- **Task prompt**
Give the records again in full, exactly as they appear, but without the pictures.
━━ Exercise inputs
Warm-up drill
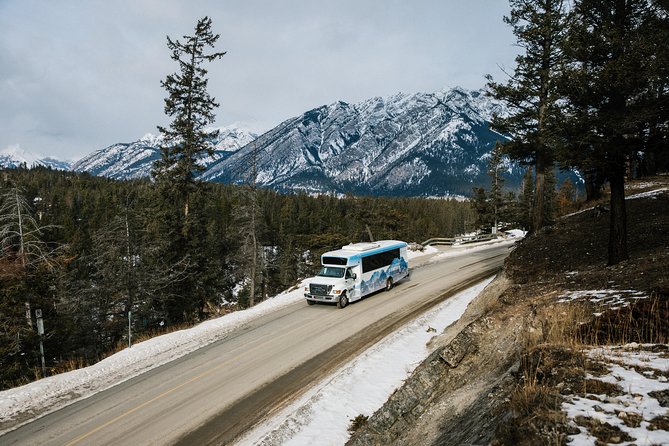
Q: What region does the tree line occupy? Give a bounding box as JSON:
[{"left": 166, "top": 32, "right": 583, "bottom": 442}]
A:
[
  {"left": 0, "top": 167, "right": 475, "bottom": 389},
  {"left": 486, "top": 0, "right": 668, "bottom": 265}
]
━━━━
- **Task answer**
Warm-up drill
Q: What region does the tree line occupy? Give a bounding box as JSON:
[{"left": 166, "top": 32, "right": 583, "bottom": 442}]
A:
[
  {"left": 0, "top": 167, "right": 475, "bottom": 389},
  {"left": 486, "top": 0, "right": 668, "bottom": 265}
]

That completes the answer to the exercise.